**Natural-language object grounding data**
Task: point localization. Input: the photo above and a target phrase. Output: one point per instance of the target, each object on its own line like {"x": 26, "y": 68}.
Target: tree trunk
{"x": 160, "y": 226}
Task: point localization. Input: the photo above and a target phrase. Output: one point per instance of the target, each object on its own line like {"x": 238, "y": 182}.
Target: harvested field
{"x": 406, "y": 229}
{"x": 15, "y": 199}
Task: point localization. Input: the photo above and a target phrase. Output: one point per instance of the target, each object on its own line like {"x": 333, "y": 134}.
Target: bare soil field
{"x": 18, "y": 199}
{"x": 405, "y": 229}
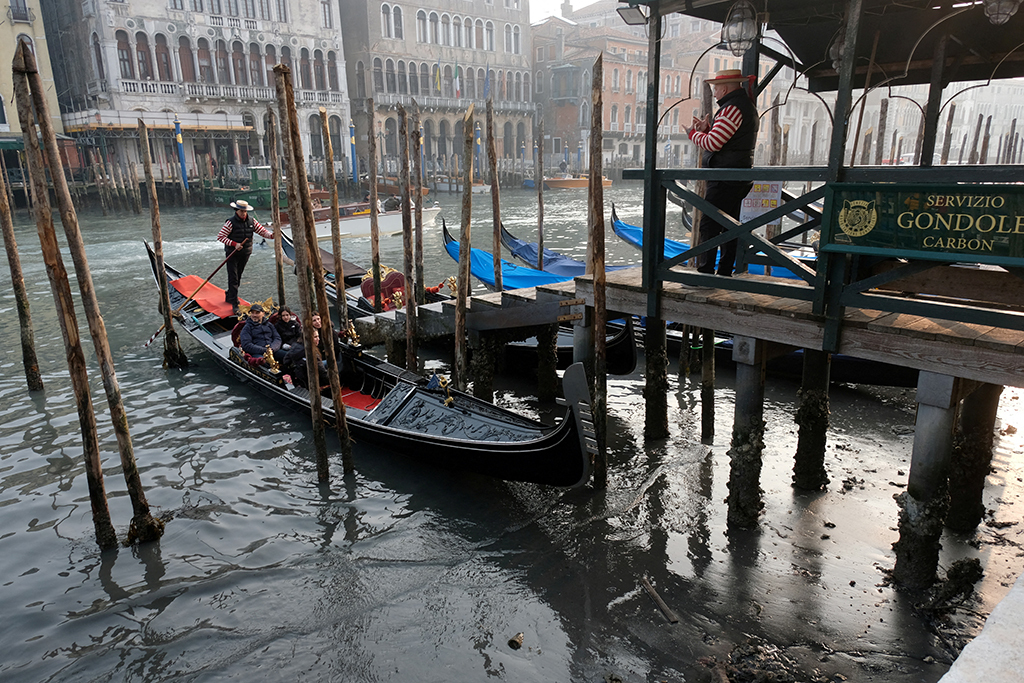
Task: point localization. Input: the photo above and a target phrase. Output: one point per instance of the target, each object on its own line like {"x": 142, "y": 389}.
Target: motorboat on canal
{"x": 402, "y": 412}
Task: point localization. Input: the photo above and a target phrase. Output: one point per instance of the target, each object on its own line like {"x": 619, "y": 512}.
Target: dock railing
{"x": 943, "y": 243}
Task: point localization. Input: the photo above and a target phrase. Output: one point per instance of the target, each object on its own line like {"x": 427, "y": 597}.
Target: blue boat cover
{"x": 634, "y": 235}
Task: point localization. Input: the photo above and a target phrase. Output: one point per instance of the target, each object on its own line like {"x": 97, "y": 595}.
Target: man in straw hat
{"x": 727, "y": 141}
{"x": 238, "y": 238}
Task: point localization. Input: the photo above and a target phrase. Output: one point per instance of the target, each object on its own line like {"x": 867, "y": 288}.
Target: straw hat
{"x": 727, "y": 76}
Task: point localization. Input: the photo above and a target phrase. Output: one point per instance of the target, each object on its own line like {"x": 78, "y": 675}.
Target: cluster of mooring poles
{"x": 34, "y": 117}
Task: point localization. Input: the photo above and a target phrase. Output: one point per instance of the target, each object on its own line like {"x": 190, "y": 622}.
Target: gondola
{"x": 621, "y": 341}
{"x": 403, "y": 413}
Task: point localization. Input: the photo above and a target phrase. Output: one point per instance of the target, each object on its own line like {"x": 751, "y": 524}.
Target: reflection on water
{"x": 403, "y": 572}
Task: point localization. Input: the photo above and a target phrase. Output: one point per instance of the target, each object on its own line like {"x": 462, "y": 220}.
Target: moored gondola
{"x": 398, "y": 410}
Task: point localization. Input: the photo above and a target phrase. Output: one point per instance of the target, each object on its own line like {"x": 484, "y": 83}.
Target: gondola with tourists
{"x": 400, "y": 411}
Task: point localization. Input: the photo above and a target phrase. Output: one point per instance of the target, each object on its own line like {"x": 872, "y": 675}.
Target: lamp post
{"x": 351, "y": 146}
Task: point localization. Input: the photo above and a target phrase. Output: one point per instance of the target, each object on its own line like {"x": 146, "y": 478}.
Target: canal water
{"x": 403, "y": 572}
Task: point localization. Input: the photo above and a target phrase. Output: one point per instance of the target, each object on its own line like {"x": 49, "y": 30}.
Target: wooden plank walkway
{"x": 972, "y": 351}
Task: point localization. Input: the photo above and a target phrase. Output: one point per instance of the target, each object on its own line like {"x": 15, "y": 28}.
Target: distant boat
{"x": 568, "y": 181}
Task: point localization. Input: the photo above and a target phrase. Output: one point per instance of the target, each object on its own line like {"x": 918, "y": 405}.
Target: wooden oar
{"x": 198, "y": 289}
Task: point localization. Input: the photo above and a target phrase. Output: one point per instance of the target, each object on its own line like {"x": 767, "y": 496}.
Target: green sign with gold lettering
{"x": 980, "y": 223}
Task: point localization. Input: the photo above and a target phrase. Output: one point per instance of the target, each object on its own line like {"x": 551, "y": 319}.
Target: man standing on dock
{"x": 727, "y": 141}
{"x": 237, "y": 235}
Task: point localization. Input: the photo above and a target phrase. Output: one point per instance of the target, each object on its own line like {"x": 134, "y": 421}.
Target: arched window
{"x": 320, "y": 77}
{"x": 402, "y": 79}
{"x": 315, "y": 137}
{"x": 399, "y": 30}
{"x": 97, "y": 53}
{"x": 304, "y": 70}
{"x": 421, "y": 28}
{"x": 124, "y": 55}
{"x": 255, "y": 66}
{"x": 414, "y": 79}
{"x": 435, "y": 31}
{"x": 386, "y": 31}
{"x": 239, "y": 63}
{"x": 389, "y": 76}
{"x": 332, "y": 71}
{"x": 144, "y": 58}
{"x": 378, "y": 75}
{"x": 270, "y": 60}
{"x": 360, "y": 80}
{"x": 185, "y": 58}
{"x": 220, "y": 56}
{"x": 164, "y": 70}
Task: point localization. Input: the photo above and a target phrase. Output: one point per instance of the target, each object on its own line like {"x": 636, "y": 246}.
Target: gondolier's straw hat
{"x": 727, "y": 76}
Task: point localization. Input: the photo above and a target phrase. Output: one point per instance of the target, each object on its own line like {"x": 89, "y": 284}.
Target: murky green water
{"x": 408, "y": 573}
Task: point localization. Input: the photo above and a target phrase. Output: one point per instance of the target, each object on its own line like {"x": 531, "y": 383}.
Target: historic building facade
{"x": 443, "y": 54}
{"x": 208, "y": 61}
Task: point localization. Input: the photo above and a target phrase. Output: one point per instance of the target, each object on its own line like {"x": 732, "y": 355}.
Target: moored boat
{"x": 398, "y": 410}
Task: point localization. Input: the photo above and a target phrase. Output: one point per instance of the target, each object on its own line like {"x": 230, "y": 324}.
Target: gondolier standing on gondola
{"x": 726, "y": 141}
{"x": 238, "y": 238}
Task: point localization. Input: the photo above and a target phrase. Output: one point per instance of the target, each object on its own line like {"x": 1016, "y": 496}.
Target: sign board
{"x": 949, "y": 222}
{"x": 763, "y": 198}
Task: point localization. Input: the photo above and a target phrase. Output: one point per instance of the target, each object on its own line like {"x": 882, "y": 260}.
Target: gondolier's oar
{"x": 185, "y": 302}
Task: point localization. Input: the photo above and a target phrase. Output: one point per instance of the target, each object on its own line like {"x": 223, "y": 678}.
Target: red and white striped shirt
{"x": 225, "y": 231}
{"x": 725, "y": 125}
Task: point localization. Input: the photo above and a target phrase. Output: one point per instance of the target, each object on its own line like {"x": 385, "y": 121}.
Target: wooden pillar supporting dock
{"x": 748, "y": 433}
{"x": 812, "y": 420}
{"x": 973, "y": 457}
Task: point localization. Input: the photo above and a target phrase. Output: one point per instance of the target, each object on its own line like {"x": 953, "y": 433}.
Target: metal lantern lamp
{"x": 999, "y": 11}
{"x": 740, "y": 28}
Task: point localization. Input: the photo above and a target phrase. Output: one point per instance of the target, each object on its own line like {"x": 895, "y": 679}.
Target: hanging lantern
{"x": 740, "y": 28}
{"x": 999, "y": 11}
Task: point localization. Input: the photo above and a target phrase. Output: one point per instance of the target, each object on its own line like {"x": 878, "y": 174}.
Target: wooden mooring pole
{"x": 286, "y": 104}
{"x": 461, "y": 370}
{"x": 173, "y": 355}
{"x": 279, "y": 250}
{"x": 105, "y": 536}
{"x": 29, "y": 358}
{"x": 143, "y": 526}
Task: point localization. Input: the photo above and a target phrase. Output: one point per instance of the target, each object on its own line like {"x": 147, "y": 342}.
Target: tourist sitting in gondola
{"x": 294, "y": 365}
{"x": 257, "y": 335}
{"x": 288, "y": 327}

**WHAT IS BEING ASKED**
Repeat the data exactly as given. Keep every picture out of the copy.

**EXERCISE RESULT**
Task: point localization. Input: the photo above and a target phrase. Output: one point per instance of the target, each object on its own line like {"x": 26, "y": 68}.
Target: tree trunk
{"x": 160, "y": 226}
Task: point localization. Input: the photo above and a target phrase. Output: one point per instance of the target, each object on its own line like {"x": 238, "y": 182}.
Target: harvested field
{"x": 406, "y": 229}
{"x": 15, "y": 199}
Task: point localization. Input: the photo above and a target phrase. Output: one point per instance of the target, each object on its own line like {"x": 333, "y": 134}.
Target: bare soil field
{"x": 18, "y": 199}
{"x": 405, "y": 229}
Task: point localization. Input: the photo above and a target phrase. Output: one point per instance of the target, each object on its own line like {"x": 142, "y": 389}.
Target: motorboat on canal
{"x": 402, "y": 412}
Task: point localization. Input: the photo above and a target phrase. Output: one point per instance of the target, each object on its own line like {"x": 619, "y": 512}.
Target: dock railing
{"x": 943, "y": 243}
Task: point localization. Input: the photo above and a target phrase. Output: one point per instance of the target, each object on its own line like {"x": 427, "y": 597}.
Target: blue boat cover
{"x": 634, "y": 235}
Task: point localization. Input: the photo above and a target phrase. Output: one point per instance of the target, each object on its own line like {"x": 97, "y": 595}.
Target: man in straw hat
{"x": 727, "y": 141}
{"x": 238, "y": 238}
Task: point localization. Input: the photo above and a target phrase. Output: one point per instance of the target, each object on its own line like {"x": 867, "y": 288}.
Target: straw hat
{"x": 727, "y": 76}
Task: point localization. Input: the photo above and a target phrase. Output: one point per instance of the target, each object on its own line like {"x": 78, "y": 675}.
Target: cluster of mooring poles
{"x": 34, "y": 117}
Task: point localization. Input: the photo above and a target phrase. Output: one point per instance of the target, each object on its own line like {"x": 190, "y": 622}.
Target: gondola
{"x": 621, "y": 341}
{"x": 403, "y": 413}
Task: point localization. Input: the photo above and a target phrase. Output: one point per instance of the target, each object on its own line like {"x": 751, "y": 524}.
Target: reflection on water
{"x": 403, "y": 572}
Task: point localization. Input: the photo above and a target phrase. Output: one point per instance of the target, each object on its own line like {"x": 462, "y": 220}.
Target: moored gondola
{"x": 398, "y": 410}
Task: point localization. Input: the photo above and a target phrase. Output: one point per instance of the target, each object on its own line like {"x": 484, "y": 83}.
Target: gondola with tourists
{"x": 400, "y": 411}
Task: point localization. Input: the photo above and a target phrase. Output: one point per instance of the target, each object on its own line like {"x": 872, "y": 675}.
Target: lamp post
{"x": 351, "y": 146}
Task: point localization. Input: the photo above and a target phrase. Output: one point per instance of the target, each object on its own line like {"x": 146, "y": 478}.
Target: canal water
{"x": 403, "y": 572}
Task: point localization. Input: the photo above and a target phrase. Output: one point per instance of the target, each object on its own line like {"x": 49, "y": 30}.
Target: wooden plank walkway
{"x": 972, "y": 351}
Task: point localization. Input: the photo above and a target phrase. Output: one point per instance of the target, each object on its own line like {"x": 15, "y": 28}.
Target: distant boat
{"x": 568, "y": 181}
Task: point localization. Input: the photo above and a target phrase. Output: one point per instance of the target, each object on its own line like {"x": 918, "y": 405}.
Target: wooden oar
{"x": 198, "y": 289}
Task: point localization. Input: the photo above and a target phrase. Output: one point per instance of the target, each object on its own line like {"x": 767, "y": 496}.
Target: green sign with gold lettering
{"x": 980, "y": 223}
Task: point localization. Input: the photo above and a target phrase. Output: one point per instance of the target, each object on its own line like {"x": 551, "y": 319}.
Target: man standing on dock
{"x": 727, "y": 141}
{"x": 237, "y": 235}
Task: point localization. Input: the photo above and a target phrase. Output: one point per instance of the target, each object on its own line like {"x": 134, "y": 421}.
Target: arched window
{"x": 320, "y": 77}
{"x": 402, "y": 79}
{"x": 315, "y": 137}
{"x": 399, "y": 30}
{"x": 97, "y": 53}
{"x": 304, "y": 70}
{"x": 421, "y": 28}
{"x": 124, "y": 55}
{"x": 255, "y": 66}
{"x": 414, "y": 79}
{"x": 435, "y": 31}
{"x": 386, "y": 31}
{"x": 239, "y": 63}
{"x": 389, "y": 76}
{"x": 332, "y": 71}
{"x": 144, "y": 58}
{"x": 378, "y": 75}
{"x": 270, "y": 60}
{"x": 360, "y": 80}
{"x": 185, "y": 58}
{"x": 220, "y": 56}
{"x": 164, "y": 70}
Task: point localization. Input: the photo above and a target phrase. Output: one point per instance of the target, each object on its own line like {"x": 636, "y": 246}.
Target: gondolier's straw hat
{"x": 727, "y": 76}
Task: point localization. Input: the photo above and a target phrase. Output: one point per instance of the target, each object on its own line like {"x": 89, "y": 284}.
Target: murky green water
{"x": 408, "y": 573}
Task: point localization. Input: the photo above and a target phrase. Output: one point per instance of the target, each object on its own line like {"x": 531, "y": 383}.
Target: historic building facade
{"x": 443, "y": 54}
{"x": 208, "y": 61}
Task: point localization. Input: the photo above and a target phrase. Output: one point per instance of the target, each object on its own line like {"x": 732, "y": 355}.
Target: moored boat
{"x": 398, "y": 410}
Task: point localization. Input: the photo above and a target phrase. Output: one point per instance of the target, each object on its own line like {"x": 230, "y": 324}.
Target: gondolier standing on gondola
{"x": 726, "y": 141}
{"x": 238, "y": 238}
Task: point localization. Input: the photo above and a target phrase. Output: one point per instance of the target, each object on its own line like {"x": 1016, "y": 496}.
Target: sign board
{"x": 949, "y": 222}
{"x": 763, "y": 198}
Task: point localization. Input: the photo above and a target phrase. Output: one point per instance of the target, each object on its own line like {"x": 882, "y": 260}.
Target: gondolier's oar
{"x": 185, "y": 302}
Task: point localization. Input: the photo above and a target phrase. Output: one point per instance of the target, each object on its own line like {"x": 223, "y": 678}.
Target: red and white striped shirt
{"x": 225, "y": 231}
{"x": 725, "y": 125}
Task: point localization. Input: the photo above and a target phrase. Output: one point per instance of the target, each object on its own line like {"x": 385, "y": 121}.
Target: wooden pillar supporting dock
{"x": 748, "y": 433}
{"x": 812, "y": 420}
{"x": 973, "y": 457}
Task: point localization. Input: the photo above and a target phrase. Output: one point per instance of the target, each object on its own line like {"x": 953, "y": 433}.
Target: metal lantern lamp
{"x": 999, "y": 11}
{"x": 740, "y": 28}
Task: point localization. Input: the photo above and a target phrase. Output: one point per instance of the target, each object on its own line like {"x": 895, "y": 679}.
Target: hanging lantern
{"x": 740, "y": 28}
{"x": 999, "y": 11}
Task: point localization. Input: the photo above and a target phrase. Output: one point per instance of the target, each object on its own line like {"x": 878, "y": 174}.
Target: wooden mooring pole
{"x": 286, "y": 104}
{"x": 461, "y": 370}
{"x": 173, "y": 355}
{"x": 279, "y": 250}
{"x": 105, "y": 536}
{"x": 29, "y": 358}
{"x": 143, "y": 526}
Task: point localization. Input: the photo above and a target phrase. Output: one point per instance of the target, each object on its own line like {"x": 147, "y": 342}.
Target: tourist sitting in gondola
{"x": 294, "y": 365}
{"x": 257, "y": 335}
{"x": 288, "y": 327}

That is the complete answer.